### Stated goal
Can you arrange the lines of the records, from the very first line through the line containing "M 3 29 L 7 27", inclusive, as a JSON list of strings, one per line, with blank lines left out?

### Given data
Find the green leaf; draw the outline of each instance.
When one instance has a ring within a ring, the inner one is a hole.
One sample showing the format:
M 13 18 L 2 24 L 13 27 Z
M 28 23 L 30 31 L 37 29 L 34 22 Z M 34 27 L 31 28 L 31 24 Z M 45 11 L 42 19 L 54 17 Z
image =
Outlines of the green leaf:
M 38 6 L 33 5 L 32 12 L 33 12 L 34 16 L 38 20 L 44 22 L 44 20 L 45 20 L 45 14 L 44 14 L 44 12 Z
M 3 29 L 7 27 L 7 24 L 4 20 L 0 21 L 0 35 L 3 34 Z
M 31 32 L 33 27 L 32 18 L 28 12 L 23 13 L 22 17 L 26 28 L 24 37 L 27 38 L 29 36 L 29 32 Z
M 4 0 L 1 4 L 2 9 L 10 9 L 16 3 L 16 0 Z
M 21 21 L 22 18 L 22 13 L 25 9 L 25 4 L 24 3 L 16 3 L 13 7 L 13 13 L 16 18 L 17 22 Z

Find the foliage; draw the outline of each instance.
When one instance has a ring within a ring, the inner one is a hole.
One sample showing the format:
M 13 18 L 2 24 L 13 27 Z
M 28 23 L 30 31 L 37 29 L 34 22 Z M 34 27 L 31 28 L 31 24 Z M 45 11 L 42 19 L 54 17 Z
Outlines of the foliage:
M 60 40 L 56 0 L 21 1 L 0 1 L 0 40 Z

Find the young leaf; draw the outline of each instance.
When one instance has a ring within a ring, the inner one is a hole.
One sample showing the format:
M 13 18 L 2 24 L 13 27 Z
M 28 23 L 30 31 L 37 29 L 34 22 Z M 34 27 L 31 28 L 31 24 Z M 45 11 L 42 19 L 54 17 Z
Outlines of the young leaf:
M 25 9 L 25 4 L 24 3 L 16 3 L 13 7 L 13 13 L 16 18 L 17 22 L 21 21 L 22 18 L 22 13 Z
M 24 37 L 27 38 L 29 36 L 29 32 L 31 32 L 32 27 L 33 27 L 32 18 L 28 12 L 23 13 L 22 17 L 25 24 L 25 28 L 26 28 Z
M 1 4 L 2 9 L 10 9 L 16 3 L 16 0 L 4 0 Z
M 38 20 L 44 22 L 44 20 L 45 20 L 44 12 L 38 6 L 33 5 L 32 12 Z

### Solution
[
  "Find the green leaf; draw the outline of each instance.",
  "When one instance has a ring within a ring, the inner one is a hole.",
  "One sample showing the format:",
  "M 13 18 L 2 24 L 13 27 Z",
  "M 28 23 L 30 31 L 37 29 L 34 22 Z M 34 27 L 31 28 L 31 24 Z M 45 11 L 42 19 L 54 17 Z",
  "image =",
  "Outlines of the green leaf:",
  "M 38 6 L 33 5 L 32 12 L 33 12 L 34 16 L 38 20 L 44 22 L 44 20 L 45 20 L 45 14 L 44 14 L 44 12 Z",
  "M 3 29 L 7 27 L 7 24 L 4 20 L 0 21 L 0 35 L 3 34 Z"
]